[Information shown]:
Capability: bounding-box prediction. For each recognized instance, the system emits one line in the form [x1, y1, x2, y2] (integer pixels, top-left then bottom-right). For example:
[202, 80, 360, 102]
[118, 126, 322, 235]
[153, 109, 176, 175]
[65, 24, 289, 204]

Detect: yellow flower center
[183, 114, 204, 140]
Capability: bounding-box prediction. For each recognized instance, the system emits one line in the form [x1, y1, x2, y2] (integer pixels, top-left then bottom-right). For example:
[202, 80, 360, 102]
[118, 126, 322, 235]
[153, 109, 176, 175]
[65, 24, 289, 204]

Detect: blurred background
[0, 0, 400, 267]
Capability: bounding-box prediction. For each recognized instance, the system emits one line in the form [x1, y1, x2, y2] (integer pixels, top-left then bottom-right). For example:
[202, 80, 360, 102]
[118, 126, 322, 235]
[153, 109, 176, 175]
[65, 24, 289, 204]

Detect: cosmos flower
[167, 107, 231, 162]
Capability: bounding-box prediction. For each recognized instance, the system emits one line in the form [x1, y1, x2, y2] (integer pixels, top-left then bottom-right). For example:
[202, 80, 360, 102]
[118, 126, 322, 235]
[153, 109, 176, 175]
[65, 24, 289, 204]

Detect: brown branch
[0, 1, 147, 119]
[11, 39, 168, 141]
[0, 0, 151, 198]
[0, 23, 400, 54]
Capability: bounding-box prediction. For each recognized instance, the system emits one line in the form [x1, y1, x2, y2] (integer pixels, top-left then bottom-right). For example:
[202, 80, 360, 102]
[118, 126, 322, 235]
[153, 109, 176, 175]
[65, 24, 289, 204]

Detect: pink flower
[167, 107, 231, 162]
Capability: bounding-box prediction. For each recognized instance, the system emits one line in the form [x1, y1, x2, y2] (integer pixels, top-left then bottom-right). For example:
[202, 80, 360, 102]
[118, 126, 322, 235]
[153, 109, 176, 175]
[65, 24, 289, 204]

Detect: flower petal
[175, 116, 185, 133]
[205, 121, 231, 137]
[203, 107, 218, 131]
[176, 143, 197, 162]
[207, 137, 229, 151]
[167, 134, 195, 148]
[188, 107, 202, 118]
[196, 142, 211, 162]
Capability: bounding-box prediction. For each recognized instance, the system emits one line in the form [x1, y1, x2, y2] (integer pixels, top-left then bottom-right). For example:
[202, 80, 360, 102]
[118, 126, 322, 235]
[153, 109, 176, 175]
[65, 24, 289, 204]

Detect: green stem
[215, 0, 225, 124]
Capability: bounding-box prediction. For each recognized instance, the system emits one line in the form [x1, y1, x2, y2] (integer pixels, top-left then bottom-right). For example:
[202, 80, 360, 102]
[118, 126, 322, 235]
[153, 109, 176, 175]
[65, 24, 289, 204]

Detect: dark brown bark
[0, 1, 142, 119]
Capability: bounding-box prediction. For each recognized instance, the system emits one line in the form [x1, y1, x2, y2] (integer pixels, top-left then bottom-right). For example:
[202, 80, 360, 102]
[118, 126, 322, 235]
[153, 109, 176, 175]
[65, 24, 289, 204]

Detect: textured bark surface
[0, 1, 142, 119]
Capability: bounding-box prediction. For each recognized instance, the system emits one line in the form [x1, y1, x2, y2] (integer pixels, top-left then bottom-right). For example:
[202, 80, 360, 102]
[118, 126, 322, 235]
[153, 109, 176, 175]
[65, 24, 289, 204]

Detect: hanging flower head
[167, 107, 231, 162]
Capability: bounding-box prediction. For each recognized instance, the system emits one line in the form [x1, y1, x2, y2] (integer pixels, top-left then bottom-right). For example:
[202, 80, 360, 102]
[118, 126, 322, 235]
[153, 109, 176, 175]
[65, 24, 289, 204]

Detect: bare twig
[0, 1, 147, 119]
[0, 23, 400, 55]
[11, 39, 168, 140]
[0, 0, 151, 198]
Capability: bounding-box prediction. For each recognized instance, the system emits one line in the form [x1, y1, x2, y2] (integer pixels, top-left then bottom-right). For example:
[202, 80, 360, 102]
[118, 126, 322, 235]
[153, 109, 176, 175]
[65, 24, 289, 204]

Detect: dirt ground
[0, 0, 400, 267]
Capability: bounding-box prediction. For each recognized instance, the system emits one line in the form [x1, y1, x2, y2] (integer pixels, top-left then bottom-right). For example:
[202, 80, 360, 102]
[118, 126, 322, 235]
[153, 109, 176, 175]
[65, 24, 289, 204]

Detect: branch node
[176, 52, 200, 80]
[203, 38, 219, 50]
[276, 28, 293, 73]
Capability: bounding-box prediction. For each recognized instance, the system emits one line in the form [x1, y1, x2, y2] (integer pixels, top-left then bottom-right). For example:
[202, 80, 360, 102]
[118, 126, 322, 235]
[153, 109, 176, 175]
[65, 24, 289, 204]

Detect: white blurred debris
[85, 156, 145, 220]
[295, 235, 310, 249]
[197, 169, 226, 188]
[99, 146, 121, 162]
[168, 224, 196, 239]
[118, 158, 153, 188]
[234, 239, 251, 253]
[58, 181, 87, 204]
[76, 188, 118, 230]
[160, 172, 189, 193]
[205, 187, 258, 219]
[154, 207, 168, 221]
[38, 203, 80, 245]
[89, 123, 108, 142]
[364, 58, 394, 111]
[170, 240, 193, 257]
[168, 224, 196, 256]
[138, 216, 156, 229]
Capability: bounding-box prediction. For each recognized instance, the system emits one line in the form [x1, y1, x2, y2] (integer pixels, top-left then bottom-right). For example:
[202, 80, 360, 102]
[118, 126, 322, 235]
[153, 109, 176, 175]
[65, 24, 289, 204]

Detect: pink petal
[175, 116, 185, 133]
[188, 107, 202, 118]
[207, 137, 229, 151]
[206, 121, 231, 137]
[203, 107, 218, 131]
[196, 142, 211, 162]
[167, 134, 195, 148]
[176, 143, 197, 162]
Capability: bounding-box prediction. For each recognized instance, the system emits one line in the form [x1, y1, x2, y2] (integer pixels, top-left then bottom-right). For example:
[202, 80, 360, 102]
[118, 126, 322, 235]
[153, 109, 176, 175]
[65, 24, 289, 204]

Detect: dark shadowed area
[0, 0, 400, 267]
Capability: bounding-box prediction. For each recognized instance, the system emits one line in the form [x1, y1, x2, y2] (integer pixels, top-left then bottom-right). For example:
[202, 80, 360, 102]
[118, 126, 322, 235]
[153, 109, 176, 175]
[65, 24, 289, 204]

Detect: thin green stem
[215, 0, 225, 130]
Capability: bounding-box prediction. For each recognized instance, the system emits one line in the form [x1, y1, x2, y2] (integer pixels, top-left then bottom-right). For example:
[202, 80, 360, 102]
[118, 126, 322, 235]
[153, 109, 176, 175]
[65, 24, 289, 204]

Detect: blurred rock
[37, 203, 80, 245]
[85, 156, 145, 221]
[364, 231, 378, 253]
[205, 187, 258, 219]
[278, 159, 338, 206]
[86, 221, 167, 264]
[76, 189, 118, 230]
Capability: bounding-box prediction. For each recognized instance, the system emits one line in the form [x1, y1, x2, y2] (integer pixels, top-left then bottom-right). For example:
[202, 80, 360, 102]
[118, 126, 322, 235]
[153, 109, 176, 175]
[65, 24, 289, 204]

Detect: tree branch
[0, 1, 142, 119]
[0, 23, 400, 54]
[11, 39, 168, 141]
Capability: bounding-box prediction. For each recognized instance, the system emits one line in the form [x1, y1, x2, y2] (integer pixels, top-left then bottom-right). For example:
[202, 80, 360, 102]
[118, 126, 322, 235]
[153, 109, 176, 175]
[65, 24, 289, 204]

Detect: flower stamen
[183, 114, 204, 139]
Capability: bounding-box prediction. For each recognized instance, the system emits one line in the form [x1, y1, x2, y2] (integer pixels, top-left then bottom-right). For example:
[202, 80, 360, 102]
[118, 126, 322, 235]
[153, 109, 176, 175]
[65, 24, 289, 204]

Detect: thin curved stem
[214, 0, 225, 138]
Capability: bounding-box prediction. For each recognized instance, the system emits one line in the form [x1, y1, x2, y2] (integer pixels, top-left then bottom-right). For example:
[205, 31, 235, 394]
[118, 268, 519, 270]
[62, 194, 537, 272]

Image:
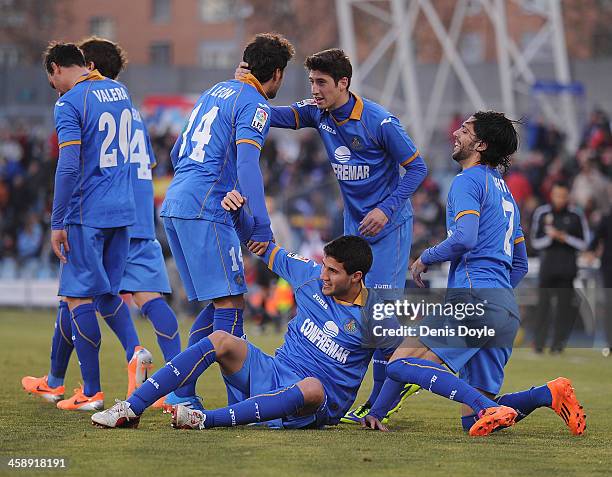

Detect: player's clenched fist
[359, 207, 389, 237]
[221, 190, 246, 212]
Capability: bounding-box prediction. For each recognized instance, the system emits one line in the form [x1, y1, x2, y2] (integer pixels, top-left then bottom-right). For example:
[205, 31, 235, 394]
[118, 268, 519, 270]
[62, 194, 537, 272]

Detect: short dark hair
[43, 41, 85, 74]
[242, 33, 295, 83]
[304, 48, 353, 86]
[79, 36, 127, 79]
[323, 235, 372, 276]
[473, 111, 521, 173]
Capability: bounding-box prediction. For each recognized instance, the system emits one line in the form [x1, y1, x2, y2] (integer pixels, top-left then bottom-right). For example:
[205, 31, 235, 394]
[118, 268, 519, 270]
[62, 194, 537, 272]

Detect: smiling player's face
[453, 116, 480, 162]
[320, 255, 355, 297]
[308, 70, 348, 110]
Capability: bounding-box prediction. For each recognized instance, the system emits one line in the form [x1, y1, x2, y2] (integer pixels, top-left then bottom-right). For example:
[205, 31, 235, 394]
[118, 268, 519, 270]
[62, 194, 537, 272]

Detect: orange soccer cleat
[21, 376, 64, 403]
[546, 378, 586, 436]
[470, 406, 517, 437]
[57, 386, 104, 411]
[127, 346, 153, 397]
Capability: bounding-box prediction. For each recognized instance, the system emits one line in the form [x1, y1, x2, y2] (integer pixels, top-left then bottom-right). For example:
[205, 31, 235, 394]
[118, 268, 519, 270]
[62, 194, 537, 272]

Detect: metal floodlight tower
[336, 0, 579, 148]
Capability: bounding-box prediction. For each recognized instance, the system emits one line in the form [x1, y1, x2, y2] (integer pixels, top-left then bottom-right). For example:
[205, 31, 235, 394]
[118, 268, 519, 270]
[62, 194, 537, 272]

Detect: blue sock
[47, 301, 74, 388]
[370, 378, 404, 421]
[174, 303, 215, 397]
[213, 308, 244, 338]
[94, 294, 140, 362]
[204, 384, 304, 429]
[128, 338, 217, 414]
[72, 303, 102, 397]
[141, 297, 181, 362]
[366, 349, 387, 406]
[187, 303, 215, 346]
[461, 414, 478, 432]
[387, 358, 498, 414]
[495, 384, 552, 422]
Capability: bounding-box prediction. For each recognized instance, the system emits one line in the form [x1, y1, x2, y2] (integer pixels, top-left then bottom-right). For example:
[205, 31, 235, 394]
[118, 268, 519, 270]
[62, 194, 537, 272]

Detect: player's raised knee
[298, 377, 325, 406]
[208, 330, 239, 357]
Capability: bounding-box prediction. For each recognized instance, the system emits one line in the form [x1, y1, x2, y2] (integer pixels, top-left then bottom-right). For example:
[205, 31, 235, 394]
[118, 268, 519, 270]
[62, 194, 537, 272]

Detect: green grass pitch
[0, 310, 612, 477]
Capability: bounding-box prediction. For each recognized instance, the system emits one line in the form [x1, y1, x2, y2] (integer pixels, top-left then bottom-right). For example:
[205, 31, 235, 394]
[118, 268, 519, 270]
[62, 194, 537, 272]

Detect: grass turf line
[0, 310, 612, 476]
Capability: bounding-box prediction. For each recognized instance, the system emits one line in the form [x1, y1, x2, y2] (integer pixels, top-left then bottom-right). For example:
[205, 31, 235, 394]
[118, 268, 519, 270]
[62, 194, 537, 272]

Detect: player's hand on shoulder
[221, 190, 246, 212]
[247, 240, 270, 256]
[359, 207, 389, 237]
[234, 61, 251, 80]
[410, 257, 427, 288]
[361, 414, 389, 432]
[51, 229, 70, 263]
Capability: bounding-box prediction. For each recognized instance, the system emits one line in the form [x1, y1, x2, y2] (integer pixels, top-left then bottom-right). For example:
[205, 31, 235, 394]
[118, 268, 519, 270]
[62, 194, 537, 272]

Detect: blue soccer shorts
[119, 238, 172, 293]
[365, 217, 412, 299]
[420, 302, 520, 394]
[164, 217, 247, 301]
[58, 225, 130, 298]
[223, 343, 329, 429]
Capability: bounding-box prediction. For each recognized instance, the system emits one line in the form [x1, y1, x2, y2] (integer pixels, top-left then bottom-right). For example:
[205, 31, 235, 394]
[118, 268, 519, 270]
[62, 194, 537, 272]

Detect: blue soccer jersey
[130, 108, 157, 240]
[446, 165, 525, 289]
[271, 94, 419, 242]
[263, 245, 399, 424]
[54, 70, 134, 228]
[161, 77, 270, 224]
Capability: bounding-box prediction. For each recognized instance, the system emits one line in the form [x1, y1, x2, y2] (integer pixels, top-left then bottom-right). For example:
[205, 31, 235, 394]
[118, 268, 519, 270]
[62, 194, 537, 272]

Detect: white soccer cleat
[172, 404, 206, 430]
[127, 346, 153, 397]
[91, 399, 140, 428]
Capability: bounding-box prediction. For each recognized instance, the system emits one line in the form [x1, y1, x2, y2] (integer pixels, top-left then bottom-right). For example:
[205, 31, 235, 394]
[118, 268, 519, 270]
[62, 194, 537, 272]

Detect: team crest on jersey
[251, 108, 268, 132]
[344, 320, 357, 333]
[287, 252, 310, 263]
[351, 136, 363, 151]
[295, 98, 317, 108]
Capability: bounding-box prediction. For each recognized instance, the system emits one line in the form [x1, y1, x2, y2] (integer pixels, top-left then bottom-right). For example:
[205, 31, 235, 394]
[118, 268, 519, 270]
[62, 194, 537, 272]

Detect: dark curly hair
[472, 111, 521, 174]
[79, 36, 127, 79]
[242, 33, 295, 83]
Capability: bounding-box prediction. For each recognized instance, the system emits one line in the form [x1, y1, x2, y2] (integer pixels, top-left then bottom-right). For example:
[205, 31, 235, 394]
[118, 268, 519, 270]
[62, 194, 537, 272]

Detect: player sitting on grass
[92, 191, 398, 429]
[364, 111, 586, 436]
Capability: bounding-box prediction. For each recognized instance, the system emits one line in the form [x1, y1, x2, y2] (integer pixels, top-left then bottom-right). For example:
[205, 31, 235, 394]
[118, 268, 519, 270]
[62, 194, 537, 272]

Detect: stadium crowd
[0, 110, 612, 308]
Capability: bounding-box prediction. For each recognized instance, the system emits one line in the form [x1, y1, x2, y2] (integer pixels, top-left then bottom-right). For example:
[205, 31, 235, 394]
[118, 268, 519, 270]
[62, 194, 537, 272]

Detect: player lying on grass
[236, 48, 427, 423]
[92, 191, 406, 429]
[364, 111, 586, 436]
[21, 37, 181, 411]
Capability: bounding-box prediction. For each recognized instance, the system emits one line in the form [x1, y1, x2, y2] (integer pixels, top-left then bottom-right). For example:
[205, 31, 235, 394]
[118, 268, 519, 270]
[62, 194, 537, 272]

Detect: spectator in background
[572, 149, 612, 222]
[587, 213, 612, 357]
[531, 182, 589, 353]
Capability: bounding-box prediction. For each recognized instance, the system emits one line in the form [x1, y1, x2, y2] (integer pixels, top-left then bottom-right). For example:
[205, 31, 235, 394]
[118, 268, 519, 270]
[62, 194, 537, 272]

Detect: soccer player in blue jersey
[27, 43, 135, 410]
[147, 33, 294, 407]
[364, 111, 586, 436]
[236, 48, 427, 423]
[22, 37, 181, 409]
[92, 191, 398, 429]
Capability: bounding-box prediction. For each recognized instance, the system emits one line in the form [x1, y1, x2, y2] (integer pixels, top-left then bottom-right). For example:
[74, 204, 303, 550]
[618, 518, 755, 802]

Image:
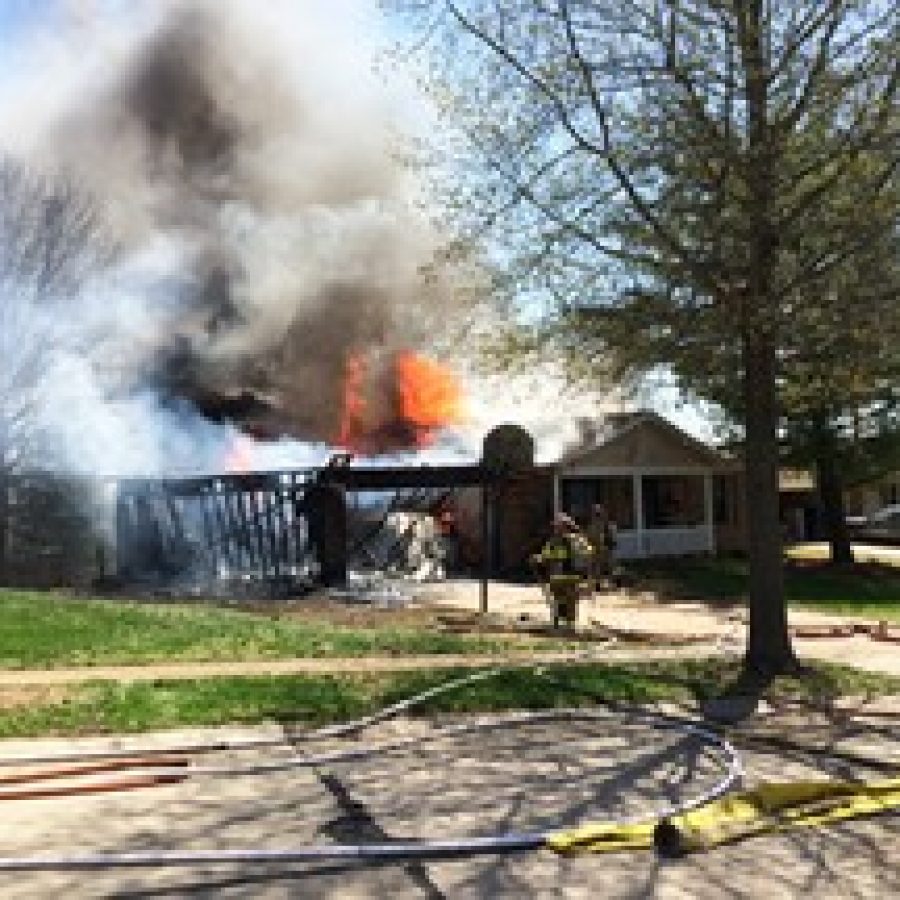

[Stated goal]:
How many lines of the data above contain the string "grass"? Case matters; reply with the number alone.

[Result of this exercise]:
4